FPSE Education Policy Committee Member Report to TRUFA Annual General Meeting 2017
The trend in higher education across BC has steadily moved toward the corporate model in the last 25 years. Across the province, we have witnessed the bloating of administration, at the expense of other aspects of our institutional, educational, and ethical well-being. More recently, we have concomitantly witnessed a substantial increase in the enrolment of international students in BCs public colleges and universities. For example at TRU, administration is aiming for one third of our students to be international students. Across the province, FPSE has heard reports from all of our member institutions that many of these foreign students continue to lack sufficient language, literacy, social support, and/or scholastic skills to succeed in university transfer courses. However, university administrators are allowing these ill-equipped foreign students admission to our institutions of higher learning even though they know they are setting them up for failure. The common term for this practice in business is “Cash Cow.”
From a corporate perspective, because of inflated tuition rates, this is indeed very good business. From an ethical perspective, this is just wrong. From an educational perspective, the state of affairs poses major transdisciplinary pedagogical challenges for all faculty concerned. The state of affairs also adds significantly to faculty workload and stress. Finally and indeed perhaps, most importantly, this state of affairs fails to serve the best interests of all of our students. Shame!

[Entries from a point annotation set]
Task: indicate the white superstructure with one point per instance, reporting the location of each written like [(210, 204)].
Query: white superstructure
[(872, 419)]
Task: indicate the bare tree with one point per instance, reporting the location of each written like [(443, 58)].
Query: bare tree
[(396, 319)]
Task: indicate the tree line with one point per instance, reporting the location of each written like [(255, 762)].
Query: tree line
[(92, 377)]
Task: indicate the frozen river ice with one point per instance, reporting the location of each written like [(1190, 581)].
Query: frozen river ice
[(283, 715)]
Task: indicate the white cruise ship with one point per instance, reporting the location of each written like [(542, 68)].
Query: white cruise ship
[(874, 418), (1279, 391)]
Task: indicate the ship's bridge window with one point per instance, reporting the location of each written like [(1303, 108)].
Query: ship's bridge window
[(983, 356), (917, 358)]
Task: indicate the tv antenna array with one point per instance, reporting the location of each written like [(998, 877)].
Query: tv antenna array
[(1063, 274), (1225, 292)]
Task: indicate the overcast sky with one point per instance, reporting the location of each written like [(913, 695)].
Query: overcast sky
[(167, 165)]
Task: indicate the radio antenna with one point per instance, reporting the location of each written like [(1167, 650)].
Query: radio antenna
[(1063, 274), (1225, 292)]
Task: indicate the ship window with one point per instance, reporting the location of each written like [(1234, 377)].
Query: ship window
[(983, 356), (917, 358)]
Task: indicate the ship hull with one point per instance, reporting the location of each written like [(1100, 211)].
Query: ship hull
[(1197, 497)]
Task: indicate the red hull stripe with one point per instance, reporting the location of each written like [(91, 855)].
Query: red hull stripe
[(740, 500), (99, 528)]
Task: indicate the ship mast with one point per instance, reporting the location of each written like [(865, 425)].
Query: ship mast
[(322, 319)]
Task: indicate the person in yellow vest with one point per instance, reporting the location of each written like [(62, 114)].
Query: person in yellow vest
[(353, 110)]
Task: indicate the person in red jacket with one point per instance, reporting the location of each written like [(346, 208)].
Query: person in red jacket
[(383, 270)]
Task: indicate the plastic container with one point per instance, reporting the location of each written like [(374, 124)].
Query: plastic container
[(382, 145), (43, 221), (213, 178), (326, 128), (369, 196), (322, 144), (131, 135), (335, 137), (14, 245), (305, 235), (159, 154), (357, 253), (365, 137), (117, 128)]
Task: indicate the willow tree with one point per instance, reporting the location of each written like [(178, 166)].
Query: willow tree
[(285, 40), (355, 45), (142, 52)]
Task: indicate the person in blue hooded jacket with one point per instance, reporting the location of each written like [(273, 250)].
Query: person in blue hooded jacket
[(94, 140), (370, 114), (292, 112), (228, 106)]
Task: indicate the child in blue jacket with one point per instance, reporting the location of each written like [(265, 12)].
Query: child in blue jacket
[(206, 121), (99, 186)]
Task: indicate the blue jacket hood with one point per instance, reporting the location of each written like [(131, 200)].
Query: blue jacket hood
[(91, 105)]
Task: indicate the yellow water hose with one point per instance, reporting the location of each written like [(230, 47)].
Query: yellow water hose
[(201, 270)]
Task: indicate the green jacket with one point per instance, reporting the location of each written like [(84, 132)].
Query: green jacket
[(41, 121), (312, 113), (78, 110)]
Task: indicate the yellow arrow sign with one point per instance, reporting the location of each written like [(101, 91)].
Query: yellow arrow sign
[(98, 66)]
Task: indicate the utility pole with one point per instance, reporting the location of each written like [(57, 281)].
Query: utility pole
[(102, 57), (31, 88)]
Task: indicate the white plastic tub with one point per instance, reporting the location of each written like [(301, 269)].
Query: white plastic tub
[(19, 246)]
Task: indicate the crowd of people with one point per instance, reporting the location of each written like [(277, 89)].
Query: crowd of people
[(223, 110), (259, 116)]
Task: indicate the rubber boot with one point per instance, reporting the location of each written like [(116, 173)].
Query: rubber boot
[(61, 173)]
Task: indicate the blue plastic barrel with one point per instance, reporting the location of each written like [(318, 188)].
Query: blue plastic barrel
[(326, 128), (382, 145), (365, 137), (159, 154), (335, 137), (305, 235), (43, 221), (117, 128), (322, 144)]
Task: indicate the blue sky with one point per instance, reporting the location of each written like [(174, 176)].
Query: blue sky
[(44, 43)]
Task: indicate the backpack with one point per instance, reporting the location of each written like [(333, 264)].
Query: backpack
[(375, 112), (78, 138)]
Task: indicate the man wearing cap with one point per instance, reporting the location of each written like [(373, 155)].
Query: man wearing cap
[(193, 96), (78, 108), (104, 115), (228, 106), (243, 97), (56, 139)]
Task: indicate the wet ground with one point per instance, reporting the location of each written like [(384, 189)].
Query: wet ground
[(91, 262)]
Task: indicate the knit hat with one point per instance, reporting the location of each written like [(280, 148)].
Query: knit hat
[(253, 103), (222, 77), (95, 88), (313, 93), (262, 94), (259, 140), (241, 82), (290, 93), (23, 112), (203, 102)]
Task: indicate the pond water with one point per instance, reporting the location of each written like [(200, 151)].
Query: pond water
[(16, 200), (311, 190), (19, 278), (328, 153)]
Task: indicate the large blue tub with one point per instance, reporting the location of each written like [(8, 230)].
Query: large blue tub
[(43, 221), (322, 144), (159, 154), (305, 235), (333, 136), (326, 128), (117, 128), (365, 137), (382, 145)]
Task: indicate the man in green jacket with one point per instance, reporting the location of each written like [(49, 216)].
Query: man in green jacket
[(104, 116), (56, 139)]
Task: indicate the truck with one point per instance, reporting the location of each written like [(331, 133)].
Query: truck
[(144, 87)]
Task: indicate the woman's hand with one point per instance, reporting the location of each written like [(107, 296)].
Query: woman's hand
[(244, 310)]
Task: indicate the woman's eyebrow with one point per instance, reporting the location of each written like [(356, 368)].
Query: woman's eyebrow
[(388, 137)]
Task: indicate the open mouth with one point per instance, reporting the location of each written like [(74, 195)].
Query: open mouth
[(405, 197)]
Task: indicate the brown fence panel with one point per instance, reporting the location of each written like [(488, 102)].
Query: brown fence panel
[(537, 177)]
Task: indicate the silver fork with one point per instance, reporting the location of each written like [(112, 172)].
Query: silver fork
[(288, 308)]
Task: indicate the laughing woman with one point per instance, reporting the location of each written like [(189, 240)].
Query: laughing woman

PROBLEMS TO SOLVE:
1 - Write out the passage of the FPSE committee report from "From a corporate" to "our students. Shame!".
2 - Answer these from the FPSE committee report:
(a) Over how many years has higher education in BC been moving toward the corporate model?
(b) What share of TRU students does administration aim to have be international students?
(c) What does the state of affairs add significantly to, according to the report?
3 - Continue the FPSE committee report on the corporate model in BC higher education from its final sentence.

ANSWERS GIVEN:
1 -
From a corporate perspective, because of inflated tuition rates, this is indeed very good business. From an ethical perspective, this is just wrong. From an educational perspective, the state of affairs poses major transdisciplinary pedagogical challenges for all faculty concerned. The state of affairs also adds significantly to faculty workload and stress. Finally and indeed perhaps, most importantly, this state of affairs fails to serve the best interests of all of our students. Shame!

2 -
(a) The last 25 years.
(b) One third.
(c) Faculty workload and stress.

3 -
What we needed was a consolidated battle plan at the provincial level to turn the tide of this shameful practice. Thank you Stephen Phillips, Local #14 for your brilliant resolution on International Education that was pushed forward at the committee level by our Local #2 representative. This resolution submitted at the FPSE Education Policy Committee during its February session in Vancouver passed unanimously. It read as follows: Therefore let it be resolved that FPSE calls on college administration, education councils, and faculty to work together to take all and any such steps as may be required to ensure that our international students either have on their arrival in Canada, or acquire after their arrival, sufficient language, literacy, and scholastic skills to meet the requirements of university transfer courses before they are admitted to such courses.
I feel that this is the single most important pedagogical best practices challenge that the FPSE Education Policy Committee has had to come to terms with this year. Some believe we have already lost the battle. I believe the struggle continues.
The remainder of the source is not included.